Content starts

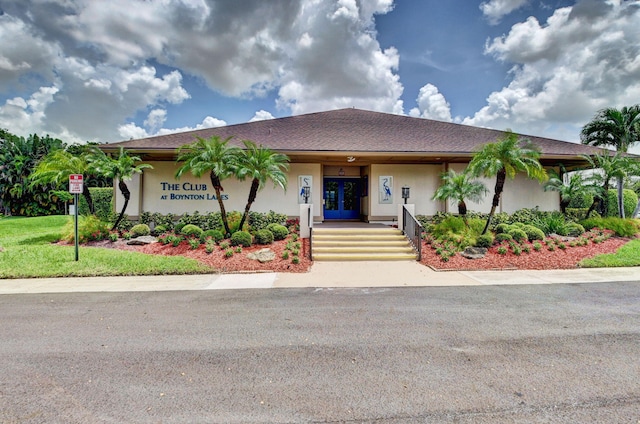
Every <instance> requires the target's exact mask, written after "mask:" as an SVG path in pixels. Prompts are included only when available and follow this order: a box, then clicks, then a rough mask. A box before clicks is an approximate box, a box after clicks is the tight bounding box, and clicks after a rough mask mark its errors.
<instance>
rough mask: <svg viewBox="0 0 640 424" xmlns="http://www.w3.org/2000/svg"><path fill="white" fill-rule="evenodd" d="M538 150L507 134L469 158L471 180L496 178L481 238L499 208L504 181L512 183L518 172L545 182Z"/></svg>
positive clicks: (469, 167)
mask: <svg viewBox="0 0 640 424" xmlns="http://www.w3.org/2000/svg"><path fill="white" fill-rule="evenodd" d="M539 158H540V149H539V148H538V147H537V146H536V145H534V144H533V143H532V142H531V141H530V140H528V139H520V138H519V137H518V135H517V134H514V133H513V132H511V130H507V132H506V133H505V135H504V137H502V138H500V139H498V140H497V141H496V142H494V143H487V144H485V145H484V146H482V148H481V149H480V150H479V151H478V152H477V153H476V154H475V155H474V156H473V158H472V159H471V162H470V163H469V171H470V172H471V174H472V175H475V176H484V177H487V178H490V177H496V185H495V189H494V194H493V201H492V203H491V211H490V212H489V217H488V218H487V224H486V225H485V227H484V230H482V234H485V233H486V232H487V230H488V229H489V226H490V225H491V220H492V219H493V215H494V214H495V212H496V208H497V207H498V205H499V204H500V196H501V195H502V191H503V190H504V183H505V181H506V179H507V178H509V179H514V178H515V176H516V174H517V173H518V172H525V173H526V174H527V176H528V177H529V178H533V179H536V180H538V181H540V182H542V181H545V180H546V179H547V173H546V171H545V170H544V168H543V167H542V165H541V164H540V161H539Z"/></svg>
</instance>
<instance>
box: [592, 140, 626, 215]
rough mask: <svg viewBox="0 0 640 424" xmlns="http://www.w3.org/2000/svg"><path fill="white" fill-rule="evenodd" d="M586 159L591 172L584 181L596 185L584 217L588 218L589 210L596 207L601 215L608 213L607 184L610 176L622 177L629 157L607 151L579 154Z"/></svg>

Content ends
Content starts

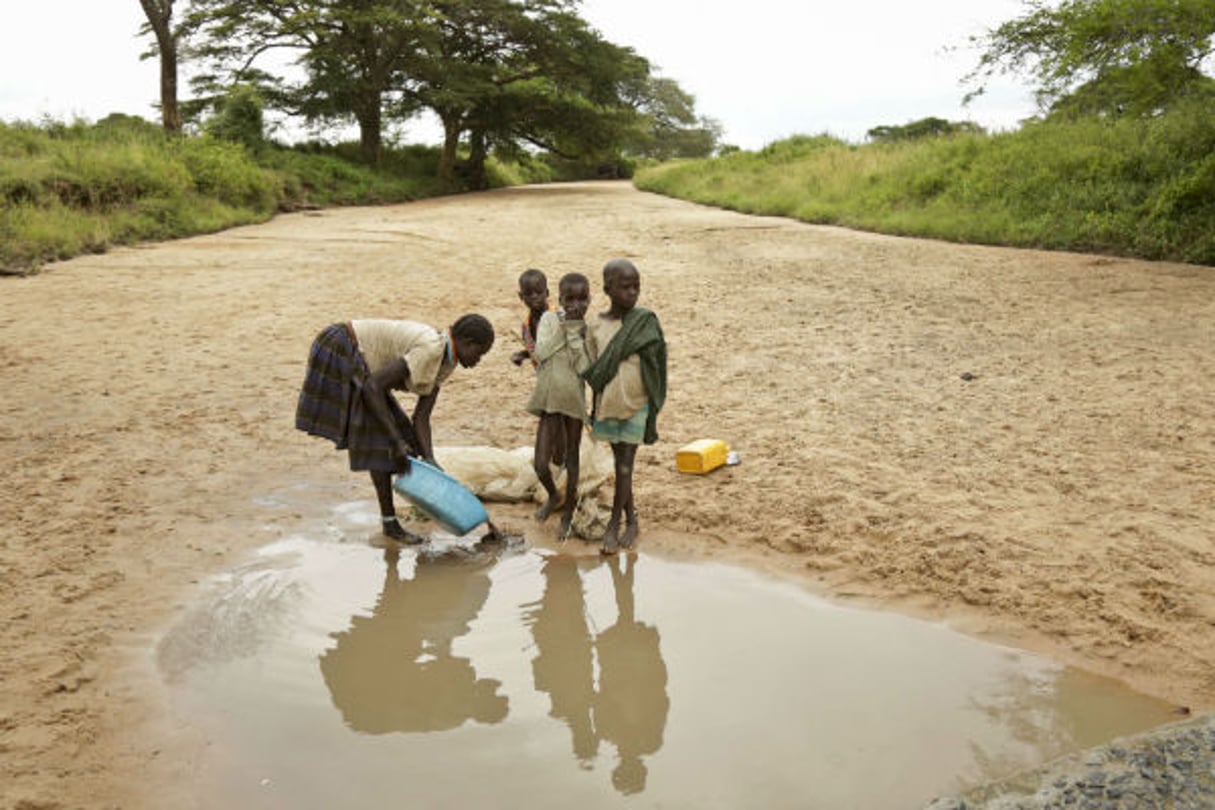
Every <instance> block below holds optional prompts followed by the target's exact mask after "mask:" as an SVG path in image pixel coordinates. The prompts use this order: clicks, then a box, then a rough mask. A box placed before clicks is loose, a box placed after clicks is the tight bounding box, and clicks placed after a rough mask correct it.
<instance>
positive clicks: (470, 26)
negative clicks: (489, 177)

Content ends

*What you need to do*. Pull every line containing "tight" from the material above.

*Solution for this exercise*.
Every <instance> requires the target's exact mask, written after "mask:" as an SVG path in pixels. Prompts are included only when available and follow this order: a box, then clicks, then a rough mask. A box before clicks is an approximate box, a box after clicks is the tight bounding box, and clicks after a rough mask mark its errors.
Every <instance> block below holds optional prompts followed by the target's exact mask after "mask:" as an SVG path in image pixel coordinates. The prompts use this order: clicks, then a box, then a rough mask. A box placed before clicks is loose, a box placed after clicks is the tight bounding box, and clicks placed after a rough mask correct it.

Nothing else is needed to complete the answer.